◆ **To be done**:
Transcribe the entries below exactly.

[Object pointing dataset rows]
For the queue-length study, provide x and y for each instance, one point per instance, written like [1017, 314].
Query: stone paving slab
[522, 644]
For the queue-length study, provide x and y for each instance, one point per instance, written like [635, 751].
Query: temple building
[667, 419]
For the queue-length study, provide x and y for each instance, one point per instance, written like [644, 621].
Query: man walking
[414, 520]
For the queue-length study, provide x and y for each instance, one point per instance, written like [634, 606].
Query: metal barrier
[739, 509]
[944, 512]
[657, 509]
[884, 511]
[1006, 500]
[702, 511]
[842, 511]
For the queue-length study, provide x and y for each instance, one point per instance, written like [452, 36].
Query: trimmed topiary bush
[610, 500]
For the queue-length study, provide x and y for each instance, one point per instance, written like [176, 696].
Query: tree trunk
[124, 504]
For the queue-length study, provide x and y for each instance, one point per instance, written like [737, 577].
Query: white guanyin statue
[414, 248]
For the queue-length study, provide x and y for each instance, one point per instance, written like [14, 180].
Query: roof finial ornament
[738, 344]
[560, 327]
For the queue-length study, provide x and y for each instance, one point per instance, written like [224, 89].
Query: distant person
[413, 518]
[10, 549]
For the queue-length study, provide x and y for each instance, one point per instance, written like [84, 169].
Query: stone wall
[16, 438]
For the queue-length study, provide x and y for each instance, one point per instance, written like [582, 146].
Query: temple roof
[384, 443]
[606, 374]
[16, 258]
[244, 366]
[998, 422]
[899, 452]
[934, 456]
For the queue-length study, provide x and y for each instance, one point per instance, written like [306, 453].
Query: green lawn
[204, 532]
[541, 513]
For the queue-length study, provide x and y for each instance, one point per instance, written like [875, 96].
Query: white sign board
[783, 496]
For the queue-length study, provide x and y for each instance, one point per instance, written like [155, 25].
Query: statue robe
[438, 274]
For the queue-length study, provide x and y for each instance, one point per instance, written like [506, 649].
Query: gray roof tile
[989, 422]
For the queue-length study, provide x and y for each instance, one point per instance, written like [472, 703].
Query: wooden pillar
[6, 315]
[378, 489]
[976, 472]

◆ **Solution to this task**:
For the queue-length study, provide x and y for each instance, one point per instance, written like [1017, 314].
Query: stone paving slab
[522, 644]
For the queue-length study, provide x and y for each instance, one point per instance, written like [635, 751].
Query: temple building
[667, 419]
For the queue-length study, provide x and y for each instance, one point per instance, written like [644, 621].
Query: man walking
[414, 520]
For the queue-length study, provide x and y for each instance, one point per instance, written like [634, 606].
Query: metal barrier
[739, 509]
[944, 512]
[657, 509]
[884, 511]
[1006, 500]
[702, 511]
[842, 511]
For the queue-length study, provide x and y for each instance, one point per instance, written like [452, 36].
Query: trimmed topiary bush
[610, 500]
For the queue-length study, provide x and y for each instance, one point per instance, written like [176, 696].
Query: tree trunk
[124, 504]
For the queue-length study, provide x and y for each instance, one point per instance, written like [737, 577].
Query: white guanyin statue
[414, 248]
For the queue-length study, provide x and y for each instance, one point per instance, written like [14, 180].
Query: roof finial ornament
[738, 344]
[560, 327]
For the queue-length study, provide x and y for each instance, one point per instance, written like [224, 89].
Query: distant person
[413, 518]
[10, 549]
For the queue-length study, provide x and y for each instance, one point per instance, written like [84, 169].
Query: stone wall
[16, 438]
For the queue-length study, provide x and y for each instance, one point per instance, written like [582, 146].
Query: temple roof
[384, 443]
[606, 374]
[16, 258]
[244, 366]
[998, 422]
[899, 452]
[934, 456]
For the queue-length study, provide x and y for each instance, one point per instance, written like [306, 453].
Query: green lawn
[204, 532]
[541, 513]
For the queue-length study, provide x and y for each instance, one point per instance, written like [875, 96].
Query: white sign board
[783, 496]
For the queue-length study, provide x and y for each instance, one point per instance, written like [155, 25].
Query: statue robe
[438, 274]
For the queue-length study, provide x and y for each instance, one point per instance, written like [506, 649].
Query: gray roof tile
[989, 422]
For the queue-length study, provide x and y for each instance, one point per instance, written like [472, 703].
Query: wooden pillar
[6, 315]
[378, 489]
[976, 472]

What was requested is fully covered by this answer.